Migrating from a single-node deployment to a three-node deployment

You can convert your single-node production cluster to a multi-node cluster with three nodes. Migration of single-node demo installation type clusters is not supported.

Prepare your hosts

To your existing single-node cluster, add two more hosts of the same platform and operating system as the current host.

Then, complete the migration by following these steps:

  1. On all the three hosts, make sure that the ports are open.

  2. On all the three hosts, configure private IP addresses.

  3. On the two new hosts, make sure to check the Kernel parameters.

  4. On the two new hosts, check the required packages and environment variables.

  5. On all the three nodes, configure Secure Shell.

  6. Shut down Self-Hosted Standard Edition on the current host.

    stanctl down
     
    Attention:

    Self-Hosted Standard Edition 1.10.3 and earlier versions:

    • For online (non–air‑gapped) installations, most stanctl lifecycle commands, such as stanctl up will fail to run.
    • For air‑gapped installations, the stanctl commands continue to work.

_SET PROBLEM 1_
From the migration guide, list each step that the text says to carry out on all three hosts or nodes.

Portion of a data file

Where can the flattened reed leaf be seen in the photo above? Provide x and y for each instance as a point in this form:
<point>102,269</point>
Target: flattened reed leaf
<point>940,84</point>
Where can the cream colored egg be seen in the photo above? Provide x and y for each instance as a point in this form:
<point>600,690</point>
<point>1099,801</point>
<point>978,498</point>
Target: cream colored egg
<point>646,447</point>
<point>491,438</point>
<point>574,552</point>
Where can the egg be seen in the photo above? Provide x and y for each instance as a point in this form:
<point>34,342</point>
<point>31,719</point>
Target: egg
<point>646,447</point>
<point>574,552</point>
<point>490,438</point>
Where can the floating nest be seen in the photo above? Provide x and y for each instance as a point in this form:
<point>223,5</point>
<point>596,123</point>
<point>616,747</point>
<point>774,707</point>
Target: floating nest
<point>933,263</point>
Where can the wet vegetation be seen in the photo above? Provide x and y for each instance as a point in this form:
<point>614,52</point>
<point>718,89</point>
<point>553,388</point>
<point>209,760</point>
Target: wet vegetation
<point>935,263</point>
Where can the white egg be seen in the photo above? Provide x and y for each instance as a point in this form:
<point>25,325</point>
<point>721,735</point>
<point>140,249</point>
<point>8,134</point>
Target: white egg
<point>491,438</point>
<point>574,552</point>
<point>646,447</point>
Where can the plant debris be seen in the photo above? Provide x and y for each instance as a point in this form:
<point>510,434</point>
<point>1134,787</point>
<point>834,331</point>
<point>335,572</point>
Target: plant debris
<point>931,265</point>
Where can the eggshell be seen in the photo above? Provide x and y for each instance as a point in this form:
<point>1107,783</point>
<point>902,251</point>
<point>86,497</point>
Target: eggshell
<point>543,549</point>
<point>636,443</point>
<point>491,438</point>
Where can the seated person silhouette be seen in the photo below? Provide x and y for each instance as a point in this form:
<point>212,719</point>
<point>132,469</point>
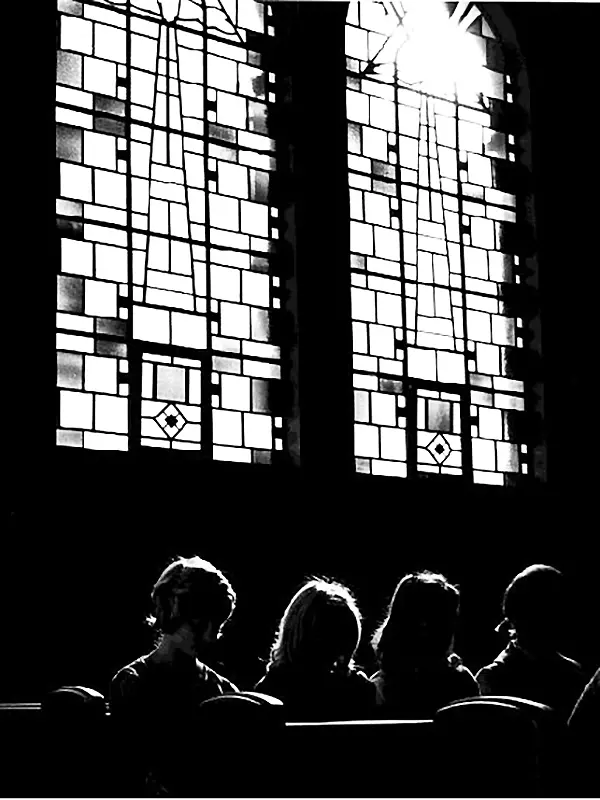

_SET PROBLEM 2_
Duplicate the rows from the line containing "Where can the plant" through the end of the rows, including both of those lines. Leave the pictures out of your answer.

_OUTPUT 1_
- Make sure that the ports are open.
- Configure private IP addresses.
- Configure Secure Shell.

_OUTPUT 2_
Where can the plant debris be seen in the photo above? Provide x and y for each instance as a point in this form:
<point>510,434</point>
<point>1134,787</point>
<point>834,331</point>
<point>335,572</point>
Target: plant debris
<point>931,265</point>
Where can the eggshell be seen in the photo above? Provide x and y for each instance as a point in this form:
<point>1107,783</point>
<point>902,251</point>
<point>86,497</point>
Target: eggshell
<point>543,549</point>
<point>636,443</point>
<point>491,438</point>
Where can the seated person silhouette be seen in the photo below? Provide x and y for each instance as a point in this form:
<point>212,719</point>
<point>132,469</point>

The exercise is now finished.